■ 所给文本:
- - - - - - -

11373: 【原1373】收集红旗比赛
题目
题目描述
author: wkn/ssy 原OJ链接:https://acm.sjtu.edu.cn/OnlineJudge-old/problem/1373
Description
“年轻人啊,都是靡靡之音呐,都是轻歌曼舞呐,将来都是没有出息的。这个啊,就是要豪迈,比如要比赛爬山啊,比赛拔河啊。”
于是wkn毅然投入到了爬山比赛中(其实是为了素拓)。
这座山可以看做一个M x N的矩阵,矩阵里的每一项代表当前位置山的高度。
在山上插着好几面红旗,参赛选手可以选择任何一面红旗所在的点出发,目标是经过所有插红旗的地方。 wkn当然想获胜,于是就要找出一种方案,使得在爬山的过程中,任意相邻位置的海拔差的最大值最小。 但是他最近被毕业论文逼得焦头烂额没时间写代码计算了,情你帮帮他。
Input Format
第一行为两个整数M,N(M,N不超过500)
接下里M*N表示每个位置山的高度
接下里M*N表示每个位置上是否有红旗
Output Format
一行一个整数,表示最打海拔差的最小值
Input Sample
2 3
0 1 9
4 2 9
1 0 0
0 1 0
Output Sample
1
FineArtz's solution
/* 收集红旗比赛 */
#include <iostream>
#include <cstring>
#include <queue>
#include <vector>
#include <cmath>
using namespace std;
const int INF = 2147483647;
const int dx[4] = {1, 0, -1, 0};
const int dy[4] = {0, 1, 0, -1};
class Point{
public:
Point() = default;
Point(int xx, int yy) : x(xx), y(yy) {}
bool operator ==(Point p){
return (x == p.x && y == p.y);
}
int x = 0, y = 0, minh = INF;
};
int h[505][505];
bool v[505][505];
vector<Point> fl;
int m, n;
int ans = 0, cnt = 0;
bool check(Point p){
if (p.x < 1 || p.x > m || p.y < 1 || p.y > n || v[p.x][p.y]) return false;
return true;
}
bool bfs(Point s, int lim){
memset(v, 0, sizeof(v));
queue<Point> q;
q.push(s);
v[s.x][s.y] = true;
while (!q.empty()){
Point now = q.front();
q.pop();
for (int i = 0; i != 4; ++i){
Point next(now.x + dx[i], now.y + dy[i]);
if (check(next)){
int dh = abs(h[now.x][now.y] - h[next.x][next.y]);
if (dh > lim) continue;
q.push(next);
v[next.x][next.y] = true;
}
}
}
for (auto f : fl){
if (!v[f.x][f.y]) return false;
}
return true;
}
int main(){
memset(h, 0, sizeof(h));
cin >> m >> n;
int minn = INF, maxx = 0;
for (int i = 1; i <= m; ++i)

- - - - - - -

■ 原始材料:
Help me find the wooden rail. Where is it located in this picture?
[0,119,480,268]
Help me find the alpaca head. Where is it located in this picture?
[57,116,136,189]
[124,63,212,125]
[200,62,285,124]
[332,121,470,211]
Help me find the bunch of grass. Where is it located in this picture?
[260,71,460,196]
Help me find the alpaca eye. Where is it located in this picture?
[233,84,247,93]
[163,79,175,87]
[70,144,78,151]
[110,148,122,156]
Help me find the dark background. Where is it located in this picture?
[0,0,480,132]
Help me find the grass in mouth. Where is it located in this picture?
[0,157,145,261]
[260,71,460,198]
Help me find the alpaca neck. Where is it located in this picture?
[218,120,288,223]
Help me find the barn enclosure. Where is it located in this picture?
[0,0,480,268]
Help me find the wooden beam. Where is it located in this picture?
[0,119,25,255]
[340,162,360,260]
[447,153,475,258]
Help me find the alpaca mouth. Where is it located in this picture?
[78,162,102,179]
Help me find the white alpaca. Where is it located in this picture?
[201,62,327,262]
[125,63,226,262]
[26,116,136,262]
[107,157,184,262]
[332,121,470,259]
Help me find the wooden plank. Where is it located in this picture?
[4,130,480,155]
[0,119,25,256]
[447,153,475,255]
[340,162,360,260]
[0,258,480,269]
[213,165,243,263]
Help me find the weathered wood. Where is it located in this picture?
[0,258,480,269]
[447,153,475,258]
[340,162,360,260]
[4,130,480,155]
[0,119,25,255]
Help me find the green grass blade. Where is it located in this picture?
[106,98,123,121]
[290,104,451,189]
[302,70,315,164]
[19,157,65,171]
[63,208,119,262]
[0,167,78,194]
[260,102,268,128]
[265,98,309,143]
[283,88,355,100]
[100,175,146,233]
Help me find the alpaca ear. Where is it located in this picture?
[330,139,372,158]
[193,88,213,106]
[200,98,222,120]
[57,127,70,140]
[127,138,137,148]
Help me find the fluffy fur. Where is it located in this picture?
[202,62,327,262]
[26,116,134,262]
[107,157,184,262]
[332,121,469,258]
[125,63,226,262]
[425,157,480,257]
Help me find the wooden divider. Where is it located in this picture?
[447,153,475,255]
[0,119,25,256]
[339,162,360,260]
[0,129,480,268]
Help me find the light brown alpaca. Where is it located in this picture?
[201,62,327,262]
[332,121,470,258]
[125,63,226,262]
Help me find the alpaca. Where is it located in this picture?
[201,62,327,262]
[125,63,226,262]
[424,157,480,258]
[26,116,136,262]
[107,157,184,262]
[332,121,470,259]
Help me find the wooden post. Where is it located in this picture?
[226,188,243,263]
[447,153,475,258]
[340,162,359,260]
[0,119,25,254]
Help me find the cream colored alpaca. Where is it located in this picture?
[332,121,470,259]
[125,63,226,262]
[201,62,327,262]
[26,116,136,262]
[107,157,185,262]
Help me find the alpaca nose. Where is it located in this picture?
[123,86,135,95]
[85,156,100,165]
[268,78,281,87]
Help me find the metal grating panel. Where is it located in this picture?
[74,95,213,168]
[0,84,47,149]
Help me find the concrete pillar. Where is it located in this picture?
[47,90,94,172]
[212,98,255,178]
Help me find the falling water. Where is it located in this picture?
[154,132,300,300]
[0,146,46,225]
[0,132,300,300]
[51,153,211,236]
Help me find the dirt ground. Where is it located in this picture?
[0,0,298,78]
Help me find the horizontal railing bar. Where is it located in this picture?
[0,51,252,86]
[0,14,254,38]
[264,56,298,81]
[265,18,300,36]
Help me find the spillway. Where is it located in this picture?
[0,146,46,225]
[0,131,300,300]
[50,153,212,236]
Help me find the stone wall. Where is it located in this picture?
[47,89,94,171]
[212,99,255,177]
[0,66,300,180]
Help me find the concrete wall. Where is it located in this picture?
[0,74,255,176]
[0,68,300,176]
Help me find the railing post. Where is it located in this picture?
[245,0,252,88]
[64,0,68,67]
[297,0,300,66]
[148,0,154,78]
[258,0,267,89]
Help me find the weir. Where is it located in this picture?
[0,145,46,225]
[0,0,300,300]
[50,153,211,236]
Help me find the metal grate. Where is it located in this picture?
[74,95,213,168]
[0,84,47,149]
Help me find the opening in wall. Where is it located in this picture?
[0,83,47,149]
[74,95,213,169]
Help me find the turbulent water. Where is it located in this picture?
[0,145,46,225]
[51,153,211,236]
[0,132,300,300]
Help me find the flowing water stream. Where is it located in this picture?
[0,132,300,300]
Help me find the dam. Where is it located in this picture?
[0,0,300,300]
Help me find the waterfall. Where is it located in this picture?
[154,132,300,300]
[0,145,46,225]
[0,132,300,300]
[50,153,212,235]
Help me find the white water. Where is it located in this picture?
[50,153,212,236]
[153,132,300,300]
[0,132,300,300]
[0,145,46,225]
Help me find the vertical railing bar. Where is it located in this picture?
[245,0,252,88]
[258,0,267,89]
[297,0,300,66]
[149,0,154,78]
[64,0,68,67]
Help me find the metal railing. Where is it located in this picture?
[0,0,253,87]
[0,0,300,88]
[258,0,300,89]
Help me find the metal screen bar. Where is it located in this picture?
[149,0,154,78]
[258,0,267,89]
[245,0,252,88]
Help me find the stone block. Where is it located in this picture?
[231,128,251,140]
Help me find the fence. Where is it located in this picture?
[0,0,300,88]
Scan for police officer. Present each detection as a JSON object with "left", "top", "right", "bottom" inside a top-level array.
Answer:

- - - - - - -

■ 练习要求:
a) 根据所给文本,wkn为什么没有自己写代码计算?请用一到三句话回答。
b) 请照原样抄录所给文本中从“于是wkn毅然投入到了爬山比赛中(其实是为了素拓)。”开始、到“第一行为两个整数M,N(M,N不超过500)”结束的部分。
上述材料另有出处。

■ 回答内容:
a) 因为他最近被毕业论文逼得焦头烂额,没有时间写代码计算。

b)
于是wkn毅然投入到了爬山比赛中(其实是为了素拓)。
这座山可以看做一个M x N的矩阵,矩阵里的每一项代表当前位置山的高度。
在山上插着好几面红旗,参赛选手可以选择任何一面红旗所在的点出发,目标是经过所有插红旗的地方。 wkn当然想获胜,于是就要找出一种方案,使得在爬山的过程中,任意相邻位置的海拔差的最大值最小。 但是他最近被毕业论文逼得焦头烂额没时间写代码计算了,情你帮帮他。
Input Format
第一行为两个整数M,N(M,N不超过500)